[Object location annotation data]
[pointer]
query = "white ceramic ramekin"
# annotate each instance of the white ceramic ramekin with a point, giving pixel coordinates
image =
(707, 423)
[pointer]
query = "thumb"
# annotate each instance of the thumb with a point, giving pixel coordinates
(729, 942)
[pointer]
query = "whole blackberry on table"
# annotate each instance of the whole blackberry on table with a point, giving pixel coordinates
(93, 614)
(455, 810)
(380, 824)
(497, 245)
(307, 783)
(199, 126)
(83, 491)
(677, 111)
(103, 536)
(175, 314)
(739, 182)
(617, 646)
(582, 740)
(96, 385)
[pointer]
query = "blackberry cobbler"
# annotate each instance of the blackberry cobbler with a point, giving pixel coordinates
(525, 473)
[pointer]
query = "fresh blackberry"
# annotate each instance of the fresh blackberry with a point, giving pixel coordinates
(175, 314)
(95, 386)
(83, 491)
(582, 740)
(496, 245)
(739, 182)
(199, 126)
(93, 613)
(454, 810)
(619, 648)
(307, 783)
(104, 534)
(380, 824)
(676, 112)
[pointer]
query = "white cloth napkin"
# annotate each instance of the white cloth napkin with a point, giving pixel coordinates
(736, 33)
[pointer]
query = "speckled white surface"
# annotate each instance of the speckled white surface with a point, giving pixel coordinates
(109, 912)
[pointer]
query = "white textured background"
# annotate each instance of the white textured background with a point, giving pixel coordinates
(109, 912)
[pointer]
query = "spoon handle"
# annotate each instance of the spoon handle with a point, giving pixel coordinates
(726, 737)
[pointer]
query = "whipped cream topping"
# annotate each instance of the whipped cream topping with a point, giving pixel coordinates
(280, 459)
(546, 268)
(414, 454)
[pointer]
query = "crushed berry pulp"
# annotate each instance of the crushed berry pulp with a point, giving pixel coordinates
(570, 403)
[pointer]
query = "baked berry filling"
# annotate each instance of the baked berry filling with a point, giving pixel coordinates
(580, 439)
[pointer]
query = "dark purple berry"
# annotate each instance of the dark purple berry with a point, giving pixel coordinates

• _EXERCISE DESCRIPTION_
Extract all the material, leaving every line as it is.

• _RESULT OF THE EXERCISE_
[pointer]
query = "white ceramic ramekin"
# annotate each instance of the white ceramic ramekin with a point, giving pixel coordinates
image =
(707, 423)
[pointer]
query = "thumb"
# annotate each instance of the thumb with a point, giving pixel coordinates
(729, 942)
[pointer]
query = "whole blackberry on table"
# annotate each instance of the whole blackberry on table with a point, giving pixel coordinates
(93, 614)
(455, 810)
(380, 824)
(497, 245)
(307, 783)
(199, 126)
(83, 491)
(677, 111)
(103, 536)
(175, 314)
(739, 182)
(617, 646)
(582, 740)
(96, 385)
[pointer]
query = "blackberry cobbler"
# annotate each instance of the blackberry cobbler with a point, giving pixel coordinates
(525, 473)
[pointer]
query = "fresh blackberry"
# annotate each instance of the fresh blackberry with a point, giving pixel coordinates
(175, 314)
(95, 386)
(83, 491)
(582, 740)
(496, 245)
(739, 182)
(199, 126)
(93, 613)
(454, 810)
(619, 648)
(307, 783)
(104, 534)
(380, 824)
(676, 112)
[pointer]
query = "white cloth napkin"
# annotate each instance of the white cloth napkin with a point, giving pixel coordinates
(736, 33)
[pointer]
query = "speckled white surface"
# annotate each instance of the speckled white surface with a point, giving pixel coordinates
(109, 912)
[pointer]
query = "white textured background"
# annotate each instance of the white textured background with a point, giving pixel coordinates
(109, 912)
[pointer]
query = "spoon handle"
# annotate each instance of the spoon handle with a point, giving pixel coordinates
(726, 737)
[pointer]
query = "whipped cream topping"
# annotate each instance of the whipped cream topping with a point, giving pixel coordinates
(280, 459)
(546, 268)
(414, 454)
[pointer]
query = "crushed berry pulp"
# annotate each instance of the crushed berry pulp with a point, giving pixel coordinates
(570, 403)
[pointer]
query = "baked berry filling"
# annotate each instance of the baked berry filling with a point, giving pixel coordinates
(580, 439)
[pointer]
query = "dark purple berry"
# annotate each instance of the dark purple berry with a point, giving pixel coordinates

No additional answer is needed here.